Continuing my research into the social history of Dublin youth subcultures in the 1970s and 1980s, I’ve been trying to compile a comprehensive list of venues that were used for punk and new wave gigs from c. 1976 – 1984.

Name / Address / Status

  • Baggot Inn (Baggot Street. Still there but unrecognisable)
  • Dandelion Market (Developed into St. Stephens Green Shopping Centre)
  • Ivy Rooms (Parnell Street. Now Fibber Magees.)
  • Magnet (Pearse Street. Renamed ‘Widow Scallons’ and then developed into a Spar)
  • McGonagles (South Anne Street. Demolished. Rebuilt and now Hackett London store.)
  • Moran’s Hotel (Talbot Street. Now O’Shea’s Hotel.)
  • Olympic Ballroom (Pleasant Street, Dublin 8. Closed but building still standing.)
  • Project Arts Centre (East Essex Street. Temple Bar. Still in use.)

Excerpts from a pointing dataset
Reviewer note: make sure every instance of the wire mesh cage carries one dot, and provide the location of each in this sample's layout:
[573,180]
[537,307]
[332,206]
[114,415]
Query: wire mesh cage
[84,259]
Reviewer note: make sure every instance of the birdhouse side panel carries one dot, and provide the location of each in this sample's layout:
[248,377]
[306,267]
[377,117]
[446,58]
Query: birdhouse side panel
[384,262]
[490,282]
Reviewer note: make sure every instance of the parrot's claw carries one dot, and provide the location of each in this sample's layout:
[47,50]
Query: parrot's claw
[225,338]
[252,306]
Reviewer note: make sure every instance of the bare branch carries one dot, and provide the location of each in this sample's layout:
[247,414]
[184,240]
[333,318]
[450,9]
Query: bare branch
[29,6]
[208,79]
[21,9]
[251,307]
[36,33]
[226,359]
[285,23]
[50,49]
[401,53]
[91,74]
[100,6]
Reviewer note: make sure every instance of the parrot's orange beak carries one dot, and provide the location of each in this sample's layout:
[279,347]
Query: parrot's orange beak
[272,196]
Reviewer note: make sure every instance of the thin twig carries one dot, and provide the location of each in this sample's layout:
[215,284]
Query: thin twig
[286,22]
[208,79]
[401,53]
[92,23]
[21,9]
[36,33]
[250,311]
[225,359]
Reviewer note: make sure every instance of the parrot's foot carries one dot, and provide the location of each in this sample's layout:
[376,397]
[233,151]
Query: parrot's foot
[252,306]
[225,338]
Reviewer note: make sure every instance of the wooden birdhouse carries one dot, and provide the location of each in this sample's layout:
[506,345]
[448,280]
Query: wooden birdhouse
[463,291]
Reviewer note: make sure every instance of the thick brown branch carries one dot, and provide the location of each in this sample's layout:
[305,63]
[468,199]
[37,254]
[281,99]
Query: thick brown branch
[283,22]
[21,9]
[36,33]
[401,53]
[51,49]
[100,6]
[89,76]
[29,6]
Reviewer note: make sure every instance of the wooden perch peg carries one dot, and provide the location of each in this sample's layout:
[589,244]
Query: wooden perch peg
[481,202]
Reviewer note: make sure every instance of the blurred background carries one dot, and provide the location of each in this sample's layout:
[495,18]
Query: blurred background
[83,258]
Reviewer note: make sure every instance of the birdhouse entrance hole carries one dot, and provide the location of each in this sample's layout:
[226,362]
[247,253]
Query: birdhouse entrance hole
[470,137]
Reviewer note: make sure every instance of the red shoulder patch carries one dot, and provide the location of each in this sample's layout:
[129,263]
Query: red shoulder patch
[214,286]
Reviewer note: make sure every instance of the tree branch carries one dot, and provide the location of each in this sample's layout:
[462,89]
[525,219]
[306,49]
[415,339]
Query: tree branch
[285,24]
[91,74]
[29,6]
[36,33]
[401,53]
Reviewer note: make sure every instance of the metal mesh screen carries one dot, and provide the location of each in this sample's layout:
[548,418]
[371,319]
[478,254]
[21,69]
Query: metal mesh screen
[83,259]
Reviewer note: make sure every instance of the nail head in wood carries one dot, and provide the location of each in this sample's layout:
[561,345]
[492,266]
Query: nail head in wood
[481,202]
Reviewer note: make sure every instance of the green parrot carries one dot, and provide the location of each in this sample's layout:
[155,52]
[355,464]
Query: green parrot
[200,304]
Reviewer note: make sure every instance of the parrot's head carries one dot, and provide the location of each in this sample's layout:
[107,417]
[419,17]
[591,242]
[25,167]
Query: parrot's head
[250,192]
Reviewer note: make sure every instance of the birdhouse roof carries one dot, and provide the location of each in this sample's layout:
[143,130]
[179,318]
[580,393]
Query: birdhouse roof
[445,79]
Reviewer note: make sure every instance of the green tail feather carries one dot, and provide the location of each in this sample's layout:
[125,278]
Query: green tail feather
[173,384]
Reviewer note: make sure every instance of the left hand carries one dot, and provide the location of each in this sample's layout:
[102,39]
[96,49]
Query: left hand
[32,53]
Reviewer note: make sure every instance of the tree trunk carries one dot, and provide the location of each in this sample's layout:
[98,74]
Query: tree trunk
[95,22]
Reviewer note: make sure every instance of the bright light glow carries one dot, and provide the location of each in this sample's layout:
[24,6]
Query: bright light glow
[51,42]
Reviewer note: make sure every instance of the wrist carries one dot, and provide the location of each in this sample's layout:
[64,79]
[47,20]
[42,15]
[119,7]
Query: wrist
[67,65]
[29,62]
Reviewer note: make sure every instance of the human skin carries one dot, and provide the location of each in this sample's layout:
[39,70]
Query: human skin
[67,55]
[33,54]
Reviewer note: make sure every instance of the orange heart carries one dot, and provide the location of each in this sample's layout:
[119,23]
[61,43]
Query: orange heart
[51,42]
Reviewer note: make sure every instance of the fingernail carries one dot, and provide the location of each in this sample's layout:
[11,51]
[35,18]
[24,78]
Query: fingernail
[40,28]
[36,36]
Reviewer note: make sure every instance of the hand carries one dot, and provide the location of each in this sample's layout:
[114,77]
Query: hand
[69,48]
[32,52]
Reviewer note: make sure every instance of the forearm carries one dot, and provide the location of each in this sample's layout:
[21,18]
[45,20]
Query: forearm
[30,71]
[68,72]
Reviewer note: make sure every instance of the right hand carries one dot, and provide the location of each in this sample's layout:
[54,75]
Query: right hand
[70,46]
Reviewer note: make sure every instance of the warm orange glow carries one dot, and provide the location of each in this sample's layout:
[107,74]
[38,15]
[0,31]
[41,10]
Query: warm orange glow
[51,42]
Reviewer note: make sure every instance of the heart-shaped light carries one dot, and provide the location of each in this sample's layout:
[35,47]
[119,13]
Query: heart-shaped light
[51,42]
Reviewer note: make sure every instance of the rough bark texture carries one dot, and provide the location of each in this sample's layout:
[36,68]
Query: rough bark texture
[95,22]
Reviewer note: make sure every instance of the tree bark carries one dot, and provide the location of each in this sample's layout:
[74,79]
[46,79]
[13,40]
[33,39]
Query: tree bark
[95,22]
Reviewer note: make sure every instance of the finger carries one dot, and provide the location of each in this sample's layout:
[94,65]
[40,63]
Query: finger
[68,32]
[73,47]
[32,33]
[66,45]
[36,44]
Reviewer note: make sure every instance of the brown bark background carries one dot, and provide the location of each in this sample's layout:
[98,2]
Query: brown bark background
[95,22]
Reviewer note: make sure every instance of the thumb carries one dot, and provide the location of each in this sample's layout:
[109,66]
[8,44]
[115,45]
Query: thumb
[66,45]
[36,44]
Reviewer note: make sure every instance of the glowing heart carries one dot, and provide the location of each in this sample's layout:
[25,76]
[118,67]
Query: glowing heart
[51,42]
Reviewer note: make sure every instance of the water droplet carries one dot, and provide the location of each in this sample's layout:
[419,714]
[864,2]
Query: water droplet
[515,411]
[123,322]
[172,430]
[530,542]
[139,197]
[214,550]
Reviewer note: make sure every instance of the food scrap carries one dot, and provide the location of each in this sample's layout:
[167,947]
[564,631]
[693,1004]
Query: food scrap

**Objectives**
a) Which street names appear as venue addresses in the list of Dublin punk venues?
b) According to the list of Dublin punk venues, what is the Ivy Rooms now?
c) Copy word for word the part of the list of Dublin punk venues starting at "Name / Address" and ending at "Now O’Shea’s Hotel.)".
The entries have no role in any of this.

**Answers to the problems**
a) Baggot Street, Parnell Street, Pearse Street, South Anne Street, Talbot Street, Pleasant Street, East Essex Street

b) Fibber Magees

c)
Name / Address / Status

  • Baggot Inn (Baggot Street. Still there but unrecognisable)
  • Dandelion Market (Developed into St. Stephens Green Shopping Centre)
  • Ivy Rooms (Parnell Street. Now Fibber Magees.)
  • Magnet (Pearse Street. Renamed ‘Widow Scallons’ and then developed into a Spar)
  • McGonagles (South Anne Street. Demolished. Rebuilt and now Hackett London store.)
  • Moran’s Hotel (Talbot Street. Now O’Shea’s Hotel.)